* **What you have to do**: Edit the entries below so that each "detector.run" becomes "detector.detect", and keep everything else unchanged.

* **Provided records**:

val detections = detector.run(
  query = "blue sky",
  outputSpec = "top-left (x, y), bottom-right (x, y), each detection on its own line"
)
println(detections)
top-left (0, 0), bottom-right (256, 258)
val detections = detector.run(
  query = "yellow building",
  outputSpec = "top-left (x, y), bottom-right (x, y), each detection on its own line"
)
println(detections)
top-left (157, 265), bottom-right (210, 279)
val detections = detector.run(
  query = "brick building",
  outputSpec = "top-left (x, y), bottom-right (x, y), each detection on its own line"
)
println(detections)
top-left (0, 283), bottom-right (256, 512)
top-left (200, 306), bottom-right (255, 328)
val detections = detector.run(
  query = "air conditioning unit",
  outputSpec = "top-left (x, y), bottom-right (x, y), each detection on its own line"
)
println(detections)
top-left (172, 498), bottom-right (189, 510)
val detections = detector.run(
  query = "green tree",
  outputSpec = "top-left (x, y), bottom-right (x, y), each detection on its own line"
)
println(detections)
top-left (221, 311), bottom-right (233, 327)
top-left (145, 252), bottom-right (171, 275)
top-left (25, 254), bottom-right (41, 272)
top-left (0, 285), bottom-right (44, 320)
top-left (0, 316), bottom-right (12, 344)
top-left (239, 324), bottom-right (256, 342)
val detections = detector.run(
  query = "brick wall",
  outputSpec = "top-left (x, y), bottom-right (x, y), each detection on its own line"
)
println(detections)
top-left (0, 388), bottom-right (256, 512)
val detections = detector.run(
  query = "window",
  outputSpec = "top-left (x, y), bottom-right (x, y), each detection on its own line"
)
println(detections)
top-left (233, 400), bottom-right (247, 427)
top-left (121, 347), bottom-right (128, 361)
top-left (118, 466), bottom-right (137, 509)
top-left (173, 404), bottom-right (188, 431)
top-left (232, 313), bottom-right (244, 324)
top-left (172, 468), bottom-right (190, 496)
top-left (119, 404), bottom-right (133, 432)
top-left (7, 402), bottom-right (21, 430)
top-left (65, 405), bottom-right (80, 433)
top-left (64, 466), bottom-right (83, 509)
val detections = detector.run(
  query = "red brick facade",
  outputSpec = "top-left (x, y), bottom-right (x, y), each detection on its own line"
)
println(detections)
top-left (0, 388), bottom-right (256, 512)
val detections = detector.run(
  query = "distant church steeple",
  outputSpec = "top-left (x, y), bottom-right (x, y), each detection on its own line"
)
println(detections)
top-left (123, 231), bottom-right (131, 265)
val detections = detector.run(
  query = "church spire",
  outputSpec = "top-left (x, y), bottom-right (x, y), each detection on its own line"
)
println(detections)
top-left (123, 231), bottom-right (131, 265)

* **Answer to this exercise**:
val detections = detector.detect(
  query = "blue sky",
  outputSpec = "top-left (x, y), bottom-right (x, y), each detection on its own line"
)
println(detections)
top-left (0, 0), bottom-right (256, 258)
val detections = detector.detect(
  query = "yellow building",
  outputSpec = "top-left (x, y), bottom-right (x, y), each detection on its own line"
)
println(detections)
top-left (157, 265), bottom-right (210, 279)
val detections = detector.detect(
  query = "brick building",
  outputSpec = "top-left (x, y), bottom-right (x, y), each detection on its own line"
)
println(detections)
top-left (0, 283), bottom-right (256, 512)
top-left (200, 306), bottom-right (255, 328)
val detections = detector.detect(
  query = "air conditioning unit",
  outputSpec = "top-left (x, y), bottom-right (x, y), each detection on its own line"
)
println(detections)
top-left (172, 498), bottom-right (189, 510)
val detections = detector.detect(
  query = "green tree",
  outputSpec = "top-left (x, y), bottom-right (x, y), each detection on its own line"
)
println(detections)
top-left (221, 311), bottom-right (233, 327)
top-left (145, 252), bottom-right (171, 275)
top-left (25, 254), bottom-right (41, 272)
top-left (0, 285), bottom-right (44, 320)
top-left (0, 316), bottom-right (12, 344)
top-left (239, 324), bottom-right (256, 342)
val detections = detector.detect(
  query = "brick wall",
  outputSpec = "top-left (x, y), bottom-right (x, y), each detection on its own line"
)
println(detections)
top-left (0, 388), bottom-right (256, 512)
val detections = detector.detect(
  query = "window",
  outputSpec = "top-left (x, y), bottom-right (x, y), each detection on its own line"
)
println(detections)
top-left (233, 400), bottom-right (247, 427)
top-left (121, 347), bottom-right (128, 361)
top-left (118, 466), bottom-right (137, 509)
top-left (173, 404), bottom-right (188, 431)
top-left (232, 313), bottom-right (244, 324)
top-left (172, 468), bottom-right (190, 496)
top-left (119, 404), bottom-right (133, 432)
top-left (7, 402), bottom-right (21, 430)
top-left (65, 405), bottom-right (80, 433)
top-left (64, 466), bottom-right (83, 509)
val detections = detector.detect(
  query = "red brick facade",
  outputSpec = "top-left (x, y), bottom-right (x, y), each detection on its own line"
)
println(detections)
top-left (0, 388), bottom-right (256, 512)
val detections = detector.detect(
  query = "distant church steeple",
  outputSpec = "top-left (x, y), bottom-right (x, y), each detection on its own line"
)
println(detections)
top-left (123, 231), bottom-right (131, 265)
val detections = detector.detect(
  query = "church spire",
  outputSpec = "top-left (x, y), bottom-right (x, y), each detection on its own line"
)
println(detections)
top-left (123, 231), bottom-right (131, 265)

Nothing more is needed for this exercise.